-- BRIEF A --
Answer these questions using the explainer on how AI assistants work:
(i) Into how many parts does it say every AI assistant can be broken down?
(ii) What phone feature does it compare the model to?
(iii) Which two things does it say are absent from inside the model?
-- BRIEF B --
Carry on the explainer on how AI assistants work, beginning after its final sentence.
(DOCUMENT EXTRACT)
The Model, the Tools, and the Loop

Strip away the branding and every AI assistant you've used is the same three parts stacked together. Learn the three and you can look at any new product - a chatbot, a coding assistant, a customer-support bot - and see its skeleton. Let's take them one at a time.

Part one: the model predicts the next bit of text

At the center is a large language model, the LLM. People describe it as "AI that understands language," but the honest version is smaller and stranger: it predicts the next bit of text, over and over, very fast.

Think of the world's most over-read autocomplete. You've seen your phone suggest the next word when you text. The model does that, except it has read an enormous amount of writing and it predicts not one word but a whole flowing answer, one small piece at a time. You give it some text - your question - and it produces the text that most plausibly comes next based on everything it has seen.

That's the whole trick. There's no fact-checker inside, no little librarian confirming things are true. It produces text that sounds right given the pattern of your question. Most of the time, sounding right and being right line up, because true statements are what people tend to write. But not always - and that gap is the source of most of the trouble we'll cover in Phase 3.
(End DOCUMENT EXTRACT)
(ENTRIES SUPPLIED)
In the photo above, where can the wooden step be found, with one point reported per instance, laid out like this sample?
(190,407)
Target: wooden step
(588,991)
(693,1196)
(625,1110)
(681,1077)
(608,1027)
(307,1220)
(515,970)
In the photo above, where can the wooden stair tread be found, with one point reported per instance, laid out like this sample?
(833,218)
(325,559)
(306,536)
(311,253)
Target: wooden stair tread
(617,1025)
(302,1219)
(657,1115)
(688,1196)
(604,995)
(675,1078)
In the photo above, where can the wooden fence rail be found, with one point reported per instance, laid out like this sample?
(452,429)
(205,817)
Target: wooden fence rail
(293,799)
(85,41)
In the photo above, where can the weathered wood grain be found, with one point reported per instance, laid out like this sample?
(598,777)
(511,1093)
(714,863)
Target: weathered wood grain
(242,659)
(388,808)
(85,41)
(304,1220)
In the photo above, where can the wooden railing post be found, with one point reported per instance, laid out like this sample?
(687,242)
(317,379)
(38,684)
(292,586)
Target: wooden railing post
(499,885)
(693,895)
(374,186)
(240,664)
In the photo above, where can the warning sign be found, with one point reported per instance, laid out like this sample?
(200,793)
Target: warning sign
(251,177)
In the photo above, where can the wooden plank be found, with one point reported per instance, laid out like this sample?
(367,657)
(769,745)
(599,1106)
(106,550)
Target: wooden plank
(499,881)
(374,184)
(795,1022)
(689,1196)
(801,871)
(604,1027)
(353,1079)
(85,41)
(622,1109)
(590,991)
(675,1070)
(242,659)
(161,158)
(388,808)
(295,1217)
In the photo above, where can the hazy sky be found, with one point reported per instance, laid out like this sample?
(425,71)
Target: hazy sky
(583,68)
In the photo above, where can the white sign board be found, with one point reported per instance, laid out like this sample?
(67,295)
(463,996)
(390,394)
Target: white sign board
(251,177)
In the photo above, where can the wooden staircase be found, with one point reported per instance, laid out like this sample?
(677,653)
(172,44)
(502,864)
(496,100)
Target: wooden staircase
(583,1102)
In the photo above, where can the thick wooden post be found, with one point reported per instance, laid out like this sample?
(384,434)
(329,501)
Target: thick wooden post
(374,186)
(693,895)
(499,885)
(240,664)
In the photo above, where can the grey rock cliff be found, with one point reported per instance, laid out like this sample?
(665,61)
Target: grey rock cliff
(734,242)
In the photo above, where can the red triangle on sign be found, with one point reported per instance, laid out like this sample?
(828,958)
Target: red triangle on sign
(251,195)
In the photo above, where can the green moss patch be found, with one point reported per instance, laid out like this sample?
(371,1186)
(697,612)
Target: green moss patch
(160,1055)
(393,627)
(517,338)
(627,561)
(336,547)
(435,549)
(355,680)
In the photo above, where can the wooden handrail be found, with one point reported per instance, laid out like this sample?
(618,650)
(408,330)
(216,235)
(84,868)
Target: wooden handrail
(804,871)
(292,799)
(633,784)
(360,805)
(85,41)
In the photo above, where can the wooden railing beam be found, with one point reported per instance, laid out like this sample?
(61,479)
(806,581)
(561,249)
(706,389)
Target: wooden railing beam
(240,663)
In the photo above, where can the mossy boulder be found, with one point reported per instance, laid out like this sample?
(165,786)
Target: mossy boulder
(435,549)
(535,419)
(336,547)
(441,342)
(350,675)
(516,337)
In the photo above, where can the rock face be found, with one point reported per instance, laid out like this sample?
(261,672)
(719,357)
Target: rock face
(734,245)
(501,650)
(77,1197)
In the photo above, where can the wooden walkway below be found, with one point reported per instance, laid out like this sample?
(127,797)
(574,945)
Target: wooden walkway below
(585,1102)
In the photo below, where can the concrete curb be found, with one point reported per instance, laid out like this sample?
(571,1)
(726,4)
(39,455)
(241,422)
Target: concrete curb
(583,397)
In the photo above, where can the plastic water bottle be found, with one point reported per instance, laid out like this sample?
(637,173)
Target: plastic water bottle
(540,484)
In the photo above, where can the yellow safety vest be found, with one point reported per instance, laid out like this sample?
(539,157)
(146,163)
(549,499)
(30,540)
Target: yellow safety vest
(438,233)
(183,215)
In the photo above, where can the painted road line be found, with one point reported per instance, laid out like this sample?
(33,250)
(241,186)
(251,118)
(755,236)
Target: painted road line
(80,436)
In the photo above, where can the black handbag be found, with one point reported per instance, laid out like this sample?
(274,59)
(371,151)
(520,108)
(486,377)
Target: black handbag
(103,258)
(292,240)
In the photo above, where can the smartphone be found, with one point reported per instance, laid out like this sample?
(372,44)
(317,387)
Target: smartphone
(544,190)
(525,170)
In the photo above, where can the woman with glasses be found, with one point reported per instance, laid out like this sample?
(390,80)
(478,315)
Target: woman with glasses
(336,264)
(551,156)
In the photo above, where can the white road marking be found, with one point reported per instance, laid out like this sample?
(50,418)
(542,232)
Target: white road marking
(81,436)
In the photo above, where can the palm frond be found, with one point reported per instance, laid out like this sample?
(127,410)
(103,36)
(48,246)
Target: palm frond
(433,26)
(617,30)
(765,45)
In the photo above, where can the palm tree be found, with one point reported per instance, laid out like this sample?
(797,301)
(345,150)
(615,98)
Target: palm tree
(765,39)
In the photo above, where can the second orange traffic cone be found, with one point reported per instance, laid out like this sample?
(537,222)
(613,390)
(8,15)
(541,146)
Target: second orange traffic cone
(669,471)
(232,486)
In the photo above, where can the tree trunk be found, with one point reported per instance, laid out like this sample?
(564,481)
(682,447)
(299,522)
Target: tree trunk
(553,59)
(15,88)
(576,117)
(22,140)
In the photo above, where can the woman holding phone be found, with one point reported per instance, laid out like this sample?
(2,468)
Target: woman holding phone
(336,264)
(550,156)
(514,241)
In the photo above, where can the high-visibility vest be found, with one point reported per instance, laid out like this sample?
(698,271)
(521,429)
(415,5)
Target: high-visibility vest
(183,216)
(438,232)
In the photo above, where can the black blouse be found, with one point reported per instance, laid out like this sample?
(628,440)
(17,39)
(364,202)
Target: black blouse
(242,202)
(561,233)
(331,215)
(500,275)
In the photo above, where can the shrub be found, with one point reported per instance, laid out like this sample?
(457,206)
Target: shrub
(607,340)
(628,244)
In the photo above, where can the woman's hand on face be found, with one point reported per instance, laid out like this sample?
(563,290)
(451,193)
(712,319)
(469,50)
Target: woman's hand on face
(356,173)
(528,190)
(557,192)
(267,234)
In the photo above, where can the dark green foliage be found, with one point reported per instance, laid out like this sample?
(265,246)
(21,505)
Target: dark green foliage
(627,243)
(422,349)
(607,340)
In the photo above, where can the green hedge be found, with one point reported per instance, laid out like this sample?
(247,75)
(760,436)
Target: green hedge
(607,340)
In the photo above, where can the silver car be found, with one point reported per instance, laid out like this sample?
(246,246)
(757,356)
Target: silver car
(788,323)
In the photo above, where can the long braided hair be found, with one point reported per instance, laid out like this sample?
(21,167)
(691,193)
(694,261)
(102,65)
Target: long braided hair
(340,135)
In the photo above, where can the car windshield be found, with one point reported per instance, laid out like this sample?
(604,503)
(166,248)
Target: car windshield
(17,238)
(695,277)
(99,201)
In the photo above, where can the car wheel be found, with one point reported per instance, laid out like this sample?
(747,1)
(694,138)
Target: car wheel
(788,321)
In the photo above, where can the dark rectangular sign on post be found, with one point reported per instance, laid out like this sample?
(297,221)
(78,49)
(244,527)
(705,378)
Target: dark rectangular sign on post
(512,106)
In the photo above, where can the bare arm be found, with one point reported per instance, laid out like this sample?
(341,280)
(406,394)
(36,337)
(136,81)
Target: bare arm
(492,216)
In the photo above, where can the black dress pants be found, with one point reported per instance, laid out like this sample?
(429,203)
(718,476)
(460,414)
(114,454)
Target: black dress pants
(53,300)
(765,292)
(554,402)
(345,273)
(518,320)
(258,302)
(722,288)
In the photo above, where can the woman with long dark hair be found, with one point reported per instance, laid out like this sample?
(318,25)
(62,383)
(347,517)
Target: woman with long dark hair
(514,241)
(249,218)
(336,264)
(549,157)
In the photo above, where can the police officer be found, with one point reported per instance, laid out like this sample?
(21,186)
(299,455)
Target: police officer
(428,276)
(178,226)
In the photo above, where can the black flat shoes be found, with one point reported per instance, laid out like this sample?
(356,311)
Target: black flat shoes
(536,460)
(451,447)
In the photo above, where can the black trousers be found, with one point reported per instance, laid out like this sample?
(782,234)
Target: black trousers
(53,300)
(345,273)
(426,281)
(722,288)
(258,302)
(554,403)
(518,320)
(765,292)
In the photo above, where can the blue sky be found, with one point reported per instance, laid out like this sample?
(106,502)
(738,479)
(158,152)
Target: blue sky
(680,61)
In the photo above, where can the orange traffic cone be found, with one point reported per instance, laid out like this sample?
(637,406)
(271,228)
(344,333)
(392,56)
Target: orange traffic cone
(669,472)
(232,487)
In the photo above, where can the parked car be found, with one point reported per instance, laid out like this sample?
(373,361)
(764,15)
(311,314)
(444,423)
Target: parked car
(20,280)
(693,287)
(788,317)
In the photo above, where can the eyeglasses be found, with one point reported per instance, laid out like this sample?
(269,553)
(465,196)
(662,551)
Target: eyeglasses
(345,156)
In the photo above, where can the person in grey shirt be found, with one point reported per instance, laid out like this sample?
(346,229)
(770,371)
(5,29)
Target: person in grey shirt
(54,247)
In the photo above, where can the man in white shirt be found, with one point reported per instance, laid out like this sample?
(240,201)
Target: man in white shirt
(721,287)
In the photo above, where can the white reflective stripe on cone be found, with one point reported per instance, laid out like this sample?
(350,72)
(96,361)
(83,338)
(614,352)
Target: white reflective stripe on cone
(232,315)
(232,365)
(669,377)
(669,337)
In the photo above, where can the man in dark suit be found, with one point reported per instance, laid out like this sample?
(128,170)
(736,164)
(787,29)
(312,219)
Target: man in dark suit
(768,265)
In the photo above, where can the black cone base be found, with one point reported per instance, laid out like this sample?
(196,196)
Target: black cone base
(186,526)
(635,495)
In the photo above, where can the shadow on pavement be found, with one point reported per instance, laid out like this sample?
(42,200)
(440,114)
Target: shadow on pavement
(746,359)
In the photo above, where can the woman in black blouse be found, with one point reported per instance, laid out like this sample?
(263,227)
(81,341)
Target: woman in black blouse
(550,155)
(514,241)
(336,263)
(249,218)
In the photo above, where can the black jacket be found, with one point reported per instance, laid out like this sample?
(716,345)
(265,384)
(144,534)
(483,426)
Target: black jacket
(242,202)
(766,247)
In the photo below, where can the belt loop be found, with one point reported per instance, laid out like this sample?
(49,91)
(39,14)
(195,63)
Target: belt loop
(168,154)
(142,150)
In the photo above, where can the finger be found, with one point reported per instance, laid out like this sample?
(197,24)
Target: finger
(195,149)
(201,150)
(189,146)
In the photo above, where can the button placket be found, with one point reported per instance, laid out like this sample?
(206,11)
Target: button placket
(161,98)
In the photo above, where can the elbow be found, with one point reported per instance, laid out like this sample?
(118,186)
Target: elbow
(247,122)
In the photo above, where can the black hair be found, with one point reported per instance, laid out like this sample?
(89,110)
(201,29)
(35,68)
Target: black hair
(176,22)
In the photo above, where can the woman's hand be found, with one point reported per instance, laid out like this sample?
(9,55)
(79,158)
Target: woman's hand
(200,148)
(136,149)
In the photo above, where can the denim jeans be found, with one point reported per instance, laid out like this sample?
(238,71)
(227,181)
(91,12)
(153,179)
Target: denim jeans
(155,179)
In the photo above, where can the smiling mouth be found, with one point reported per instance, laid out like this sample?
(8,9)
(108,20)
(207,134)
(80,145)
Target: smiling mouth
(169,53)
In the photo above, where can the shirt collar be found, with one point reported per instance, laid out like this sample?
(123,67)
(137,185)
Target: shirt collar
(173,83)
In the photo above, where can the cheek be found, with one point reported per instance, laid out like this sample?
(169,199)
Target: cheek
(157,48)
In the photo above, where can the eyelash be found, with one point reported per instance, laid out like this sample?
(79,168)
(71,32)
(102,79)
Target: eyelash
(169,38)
(End ENTRIES SUPPLIED)
-- RESPONSE A --
(i) Three.
(ii) The phone's suggestion of the next word while texting, described as autocomplete.
(iii) A fact-checker and a little librarian confirming things are true.

-- RESPONSE B --
One word you'll hear: tokens. A token is the unit the model reads and writes in - roughly a word or a chunk of one. You don't need to track this, but it explains why these tools sometimes charge "per token" and why very long documents cost more or get cut off. The model can only hold so much text in view at once; that working space is its context window. Think of it as the desk it's working on. Big desk, more papers in view. Once the desk is full, older papers slide off.

Part two: tools let it act

A raw model can only do one thing: produce text. It can't check today's weather, search your files, send an email, or run a calculation. On its own it's a brilliant talker locked in a room with no phone.

Tools are the phone. A tool is some outside ability the model is allowed to call - search the web, look up an order in a database, run a snippet of code, fetch a webpage. The model doesn't run these itself. Instead it writes out, in a structured way, "I want to use the web-search tool with the query flight delays JFK today." The surrounding software actually runs the search, then hands the results back to the model as more text to read.

Picture a smart assistant who can't leave their desk but can write notes and slide them under the door. "Please look this up." A helper outside does it and slides the answer back. The assistant reads it and keeps going. The model never touches the outside world directly - it asks, something else acts, the result comes back as text.

This is why the same underlying model can feel dramatically different across products. Give it web search and it stays current. Give it access to your calendar and it can book things. Give it nothing and it's a clever conversation and not much more. The tools define what it can do; the model decides when to reach for them.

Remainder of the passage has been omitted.